··· Passage shown ···

Dabbla - Year Of The Monkey
RnB/Hip Hop |
Sunday 11th September 2016 | Phil
Ten years in the making, ‘The Year Of The Monkey’ serves as a testament to Dabbla’s dedication to the ungodly slog that is forging a career in the often poorly paid UK scene, through all the highs and lows that a decade of living it up in The Big Smoke brings.
The first track on the album is a pleasant surprise. The mellow, twinkly, zen-like atmosphere of ‘Everything’ is a far cry from the rowdy, bolshy in your face beats Dabbla usually appears on. The bars in ‘Everything’ sum up his approach almost perfectly; no nonsense and firm in his beliefs, even if some find them offensive, whilst all along staying true to both himself and the positive, non-materialistic, all inclusive roots of hip hop.
Other highlights were Randeer with its rasping Asian pipe loop and trance-inducing tabla drums only bettered by the hilarious Cockney hook while Butterfly, a track produced by Sumgii over ten years ago, is itself an absolute gem of a beat, so much so that it would be fit for any U.S East Coast legend. Funnily enough, Dabbla dedicated many of the bars on the track to a certain Mr. Nasir Jones.
Stupid is more than likely named so because the Ghosttown beat is so damn raw that it is just stupid, whilst on ‘Get It’ Dabbla demonstrates why he's known for his powerful hard-hitting delivery along with High Focus’ other double-time specialist, Ocean Wisdom. With features from Dirty Dike, Dubbledge, Jam Baxter and LDZ’s smoothest operator Cobes, the album is packed with undeniable UK style.

··· Stored data ···

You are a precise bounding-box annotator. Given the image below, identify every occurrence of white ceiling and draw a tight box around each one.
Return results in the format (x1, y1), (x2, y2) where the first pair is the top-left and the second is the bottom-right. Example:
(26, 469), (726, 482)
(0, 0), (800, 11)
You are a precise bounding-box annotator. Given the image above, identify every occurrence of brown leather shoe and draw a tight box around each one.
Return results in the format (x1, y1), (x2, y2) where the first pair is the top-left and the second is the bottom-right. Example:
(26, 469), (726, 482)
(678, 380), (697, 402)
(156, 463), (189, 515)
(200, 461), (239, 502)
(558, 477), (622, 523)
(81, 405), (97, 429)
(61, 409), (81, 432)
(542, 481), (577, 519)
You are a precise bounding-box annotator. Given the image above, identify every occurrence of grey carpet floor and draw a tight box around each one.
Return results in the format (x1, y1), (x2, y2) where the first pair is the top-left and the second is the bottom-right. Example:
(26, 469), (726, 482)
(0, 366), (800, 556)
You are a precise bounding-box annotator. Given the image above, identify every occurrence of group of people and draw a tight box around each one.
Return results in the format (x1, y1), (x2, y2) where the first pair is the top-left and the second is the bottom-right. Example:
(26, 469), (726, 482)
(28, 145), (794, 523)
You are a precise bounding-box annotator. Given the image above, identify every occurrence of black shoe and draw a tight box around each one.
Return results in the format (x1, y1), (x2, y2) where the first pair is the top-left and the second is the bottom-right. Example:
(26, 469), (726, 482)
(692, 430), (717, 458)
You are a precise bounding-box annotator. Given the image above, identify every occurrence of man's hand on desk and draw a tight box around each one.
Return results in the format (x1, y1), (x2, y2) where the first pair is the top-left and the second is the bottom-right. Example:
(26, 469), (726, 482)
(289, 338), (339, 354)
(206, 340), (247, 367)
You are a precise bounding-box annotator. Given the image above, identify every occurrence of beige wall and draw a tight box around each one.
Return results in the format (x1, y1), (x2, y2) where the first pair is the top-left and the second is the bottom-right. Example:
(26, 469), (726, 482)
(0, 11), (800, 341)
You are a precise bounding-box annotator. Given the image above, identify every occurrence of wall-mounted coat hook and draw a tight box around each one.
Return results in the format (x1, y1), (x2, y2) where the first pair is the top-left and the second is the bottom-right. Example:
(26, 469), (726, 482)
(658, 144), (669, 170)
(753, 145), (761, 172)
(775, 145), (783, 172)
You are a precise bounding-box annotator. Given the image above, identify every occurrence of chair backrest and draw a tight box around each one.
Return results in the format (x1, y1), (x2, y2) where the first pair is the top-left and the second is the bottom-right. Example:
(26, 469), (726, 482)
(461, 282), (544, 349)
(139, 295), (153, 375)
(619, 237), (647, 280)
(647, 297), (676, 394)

···

> _Complete the following_:
1/ In the Dabbla album review, who produced the track Butterfly?
2/ Write out the Dabbla album review starting with "Dabbla - Year" and going on through "Big Smoke brings.".
3/ Extend the Dabbla album review past its final sentence.
The rows play no part in the work that follows.

> _Answers for the tasks_:
1/ Sumgii produced Butterfly, over ten years ago.

2/
Dabbla - Year Of The Monkey
RnB/Hip Hop |
Sunday 11th September 2016 | Phil
Ten years in the making, ‘The Year Of The Monkey’ serves as a testament to Dabbla’s dedication to the ungodly slog that is forging a career in the often poorly paid UK scene, through all the highs and lows that a decade of living it up in The Big Smoke brings.

3/
From quality one line flows to multisyllabic tongue-twisters, Dabbla quickly switches from a toilet humour loving, grumpy North London potty mouth to a humble man who deeply appreciates the world around him and is concerned with human spirituality.
The short length of many of the tracks and a selection of amusing skits help break up the album well and set the album up to be worthy as an entire listening experience, with a wide variety of beat styles to indulge in including a few Golden Age style beats and some absolute neck-breakers which will turn clubs upside down.
Looking at the tracks on the album as a whole, some listeners may feel that Dabbla’s debut lacks coherence, or fails to stick to a particular theme. Perhaps, however, that was never the intention. For me, the arguably disjointed but clearly diverse selection of beats and vibes sit most well with Dabbla’s explosive and unpredictable persona. Couple this with his hugely spontaneous rap style and you have a record which fittingly represents the man and his outlook on life.
Initially hearing Dabbla, it could be easy to assume that he's a relatively run of the mill emcee. It is not until you spend a bit more time appreciating his bars that you can glean his versatility in terms of both delivery and content, something that is abundantly clear for all when listening to Year of The Monkey.
In contrast to other High Focus artists such as The Four Owls, Dabbla projects a far more light-hearted and self-deprecating approach. It is in this respect he is undoubtedly a choice addition to the already fierce High Focus roster. If Ocean Wisdom is High Focus’ emerging hotshot, then Dabbla is surely their best kept secret.
‘Year of The Monkey’ is the perfect way to get to know Dabbla better, especially if you are a fan of his work as part of LDZ, Problem Child or Dead Players. A must for all of those High Focus fanatics that exist out there and, for anyone else, a great example of a quality British hip-hop record with undeniable originality and proper North London swagger at its heart with a few certified club bangers on it to boot.
Go cop Year Of The Monkey. It is out now and is available via Dabbla’s Bandcamp and www.high-focus.com.